### What is needed:
Return each entry word for word and skip its pictures.

--- Records shown ---

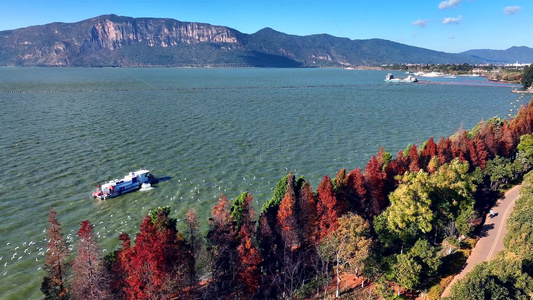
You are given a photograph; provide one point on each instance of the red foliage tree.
(472, 152)
(444, 150)
(159, 261)
(91, 280)
(249, 261)
(413, 159)
(374, 181)
(355, 182)
(308, 214)
(54, 283)
(481, 153)
(287, 217)
(119, 267)
(427, 153)
(326, 208)
(341, 190)
(401, 163)
(222, 243)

---

### Reply to the task:
You are given a photograph; provide one point on each instance of the red foliage tree.
(472, 152)
(444, 150)
(159, 261)
(91, 280)
(249, 261)
(413, 159)
(374, 181)
(355, 182)
(308, 214)
(54, 283)
(481, 153)
(287, 217)
(119, 267)
(427, 153)
(326, 208)
(341, 190)
(401, 163)
(222, 243)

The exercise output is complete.